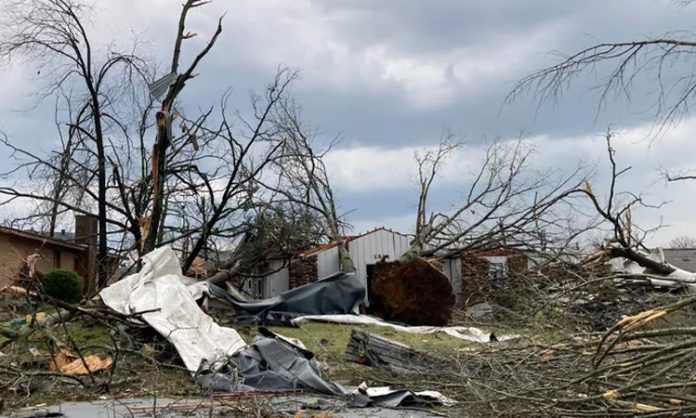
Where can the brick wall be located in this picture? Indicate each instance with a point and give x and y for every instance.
(478, 286)
(302, 271)
(14, 249)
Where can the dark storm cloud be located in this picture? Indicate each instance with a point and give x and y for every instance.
(390, 73)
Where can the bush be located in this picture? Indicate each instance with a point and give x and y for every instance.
(63, 284)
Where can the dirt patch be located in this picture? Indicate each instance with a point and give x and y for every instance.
(413, 292)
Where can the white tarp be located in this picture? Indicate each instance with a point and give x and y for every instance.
(678, 278)
(160, 285)
(463, 333)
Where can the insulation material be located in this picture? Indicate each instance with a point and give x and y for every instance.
(169, 306)
(377, 351)
(339, 294)
(413, 292)
(463, 333)
(66, 362)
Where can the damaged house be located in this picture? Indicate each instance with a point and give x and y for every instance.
(475, 274)
(323, 261)
(75, 252)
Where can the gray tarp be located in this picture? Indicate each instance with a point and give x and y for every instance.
(338, 294)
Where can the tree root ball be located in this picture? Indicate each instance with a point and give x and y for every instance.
(413, 292)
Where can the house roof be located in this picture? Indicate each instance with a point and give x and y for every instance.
(347, 238)
(42, 239)
(683, 258)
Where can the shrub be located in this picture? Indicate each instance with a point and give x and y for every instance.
(63, 284)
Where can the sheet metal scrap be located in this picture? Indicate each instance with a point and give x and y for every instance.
(377, 351)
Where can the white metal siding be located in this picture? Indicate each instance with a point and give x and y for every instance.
(327, 263)
(278, 282)
(372, 247)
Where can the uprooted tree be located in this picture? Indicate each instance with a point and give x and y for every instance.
(505, 202)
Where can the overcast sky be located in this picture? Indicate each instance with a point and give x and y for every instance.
(389, 76)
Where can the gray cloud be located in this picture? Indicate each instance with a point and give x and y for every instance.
(387, 73)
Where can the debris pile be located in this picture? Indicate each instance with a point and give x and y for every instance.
(377, 351)
(413, 292)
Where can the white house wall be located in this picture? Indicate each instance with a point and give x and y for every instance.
(327, 263)
(372, 247)
(452, 268)
(277, 282)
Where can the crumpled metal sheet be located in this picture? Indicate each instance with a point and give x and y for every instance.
(463, 333)
(160, 288)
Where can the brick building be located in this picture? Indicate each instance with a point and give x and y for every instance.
(476, 275)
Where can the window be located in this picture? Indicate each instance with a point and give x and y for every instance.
(497, 271)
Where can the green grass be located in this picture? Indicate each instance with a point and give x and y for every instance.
(328, 342)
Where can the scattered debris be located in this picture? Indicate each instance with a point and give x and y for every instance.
(70, 364)
(169, 306)
(413, 292)
(377, 351)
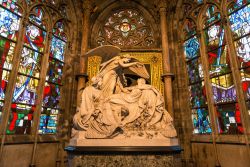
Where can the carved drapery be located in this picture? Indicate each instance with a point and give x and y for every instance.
(153, 59)
(126, 28)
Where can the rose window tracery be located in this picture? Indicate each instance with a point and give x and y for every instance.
(126, 28)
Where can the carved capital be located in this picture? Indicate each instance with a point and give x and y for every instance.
(25, 21)
(167, 75)
(70, 47)
(86, 5)
(224, 20)
(82, 75)
(50, 34)
(163, 4)
(198, 34)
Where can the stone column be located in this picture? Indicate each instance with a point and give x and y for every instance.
(82, 76)
(167, 75)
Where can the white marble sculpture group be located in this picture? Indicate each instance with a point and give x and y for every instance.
(111, 110)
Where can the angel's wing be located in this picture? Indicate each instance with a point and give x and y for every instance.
(140, 70)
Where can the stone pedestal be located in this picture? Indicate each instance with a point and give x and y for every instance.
(122, 153)
(124, 156)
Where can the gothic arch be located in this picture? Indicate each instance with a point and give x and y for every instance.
(121, 5)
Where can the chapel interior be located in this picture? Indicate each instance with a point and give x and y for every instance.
(197, 53)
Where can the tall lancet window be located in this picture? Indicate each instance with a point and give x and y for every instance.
(198, 100)
(52, 92)
(25, 92)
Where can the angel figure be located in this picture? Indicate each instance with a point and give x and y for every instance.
(111, 80)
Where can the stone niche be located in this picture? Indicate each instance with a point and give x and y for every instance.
(123, 159)
(117, 124)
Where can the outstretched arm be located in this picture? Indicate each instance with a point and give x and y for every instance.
(125, 65)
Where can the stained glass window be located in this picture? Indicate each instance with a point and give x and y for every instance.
(25, 92)
(201, 121)
(126, 28)
(223, 89)
(229, 119)
(9, 25)
(52, 91)
(240, 25)
(198, 101)
(11, 5)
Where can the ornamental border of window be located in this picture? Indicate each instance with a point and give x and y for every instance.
(25, 111)
(208, 65)
(122, 34)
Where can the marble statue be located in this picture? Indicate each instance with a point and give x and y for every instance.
(111, 110)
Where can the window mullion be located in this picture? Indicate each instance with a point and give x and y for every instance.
(207, 83)
(44, 68)
(13, 75)
(237, 77)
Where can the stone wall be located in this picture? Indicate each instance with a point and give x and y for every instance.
(20, 155)
(229, 155)
(125, 159)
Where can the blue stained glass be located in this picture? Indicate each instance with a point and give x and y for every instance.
(4, 82)
(37, 17)
(215, 36)
(35, 38)
(218, 61)
(197, 95)
(54, 73)
(191, 48)
(240, 22)
(11, 5)
(20, 119)
(195, 72)
(59, 31)
(229, 120)
(1, 110)
(213, 15)
(189, 28)
(6, 54)
(201, 121)
(237, 4)
(223, 89)
(48, 121)
(9, 24)
(30, 63)
(243, 50)
(51, 95)
(57, 49)
(25, 90)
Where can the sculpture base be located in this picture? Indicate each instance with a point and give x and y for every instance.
(131, 156)
(124, 142)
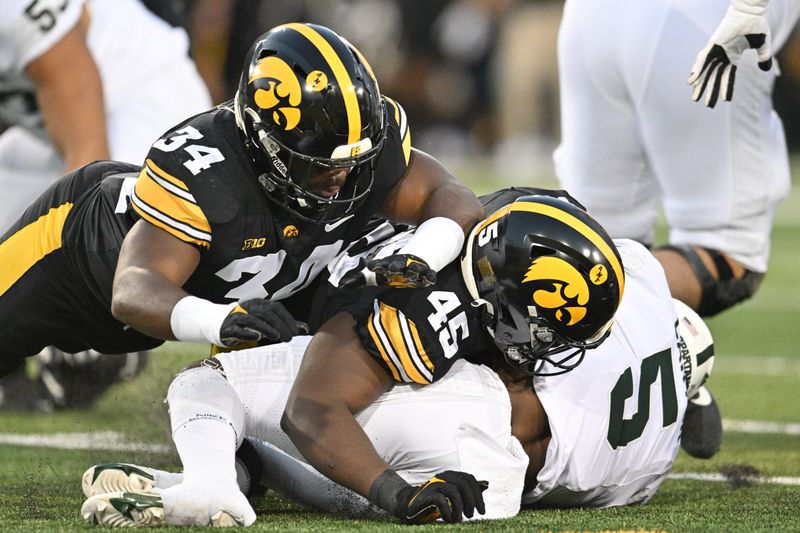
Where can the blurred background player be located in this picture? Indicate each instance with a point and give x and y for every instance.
(82, 81)
(237, 208)
(632, 139)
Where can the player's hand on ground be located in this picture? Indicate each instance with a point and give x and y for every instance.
(744, 26)
(261, 322)
(450, 495)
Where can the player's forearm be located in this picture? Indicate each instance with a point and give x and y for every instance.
(333, 442)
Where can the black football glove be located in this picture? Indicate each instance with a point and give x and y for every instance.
(261, 322)
(450, 495)
(744, 26)
(402, 271)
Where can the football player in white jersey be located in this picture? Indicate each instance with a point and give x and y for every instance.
(464, 421)
(84, 80)
(632, 139)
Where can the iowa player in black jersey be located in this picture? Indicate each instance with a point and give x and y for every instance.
(235, 209)
(244, 205)
(538, 284)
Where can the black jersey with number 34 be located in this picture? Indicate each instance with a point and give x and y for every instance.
(417, 334)
(199, 185)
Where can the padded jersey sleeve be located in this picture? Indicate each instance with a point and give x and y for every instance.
(29, 29)
(165, 201)
(398, 114)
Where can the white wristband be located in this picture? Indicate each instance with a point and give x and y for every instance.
(196, 320)
(437, 241)
(751, 7)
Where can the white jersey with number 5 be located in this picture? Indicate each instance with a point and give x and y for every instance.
(616, 419)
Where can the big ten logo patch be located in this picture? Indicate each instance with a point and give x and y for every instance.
(277, 88)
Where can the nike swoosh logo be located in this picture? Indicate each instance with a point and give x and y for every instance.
(331, 227)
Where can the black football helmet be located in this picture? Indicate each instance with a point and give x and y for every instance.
(309, 101)
(549, 278)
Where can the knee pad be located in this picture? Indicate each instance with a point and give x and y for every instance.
(718, 294)
(202, 392)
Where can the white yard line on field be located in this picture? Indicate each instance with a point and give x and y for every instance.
(759, 365)
(760, 426)
(102, 440)
(698, 476)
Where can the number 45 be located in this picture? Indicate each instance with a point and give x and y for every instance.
(202, 156)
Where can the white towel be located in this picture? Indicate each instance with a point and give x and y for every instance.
(503, 465)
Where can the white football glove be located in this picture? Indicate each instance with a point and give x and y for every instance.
(744, 26)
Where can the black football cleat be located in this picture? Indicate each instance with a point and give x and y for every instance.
(701, 436)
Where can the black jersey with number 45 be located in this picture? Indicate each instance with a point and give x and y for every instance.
(200, 185)
(417, 334)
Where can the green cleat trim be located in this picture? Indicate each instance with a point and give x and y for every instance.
(128, 469)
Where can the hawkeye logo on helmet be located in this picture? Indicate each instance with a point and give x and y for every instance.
(558, 285)
(278, 89)
(272, 149)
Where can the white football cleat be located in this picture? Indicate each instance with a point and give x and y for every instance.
(143, 509)
(124, 509)
(117, 477)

Directive » Rewrite the lines as a JSON list of strings, one string per line with blank lines left out, starting with the line containing "Where can the number" and going on through the final line. Include both of those end lines.

Result »
[
  "Where can the number 45 be located in this picture? Indicate each instance with a point and give x and y for every instance.",
  "(202, 156)",
  "Where can the white towel be located in this picture? Indicate each instance with a point and give x and y for every instance.",
  "(503, 465)",
  "Where can the white football glove be located in this picture? Indicate each instance with a point and give x and y for every instance.",
  "(744, 26)",
  "Where can the black football cleat be located in this picture? Indicate each instance with a point and give x and y for every instance.",
  "(701, 436)",
  "Where can the black jersey with number 45 be located in this picture? Indicate each instance with a point and give x and y for every instance.",
  "(200, 185)",
  "(417, 334)",
  "Where can the green cleat trim be located in this picture? Indicate each instance with a point and give x and y for every instance.",
  "(128, 469)",
  "Where can the hawkeye logo on helmet be located in this picture? Indicate each instance with a point and give x and y for every instance.",
  "(558, 285)",
  "(278, 89)",
  "(272, 149)",
  "Where can the white football cleat be located in this picture? Indicate each instance with a point and give x and y for every instance.",
  "(143, 509)",
  "(124, 509)",
  "(117, 477)"
]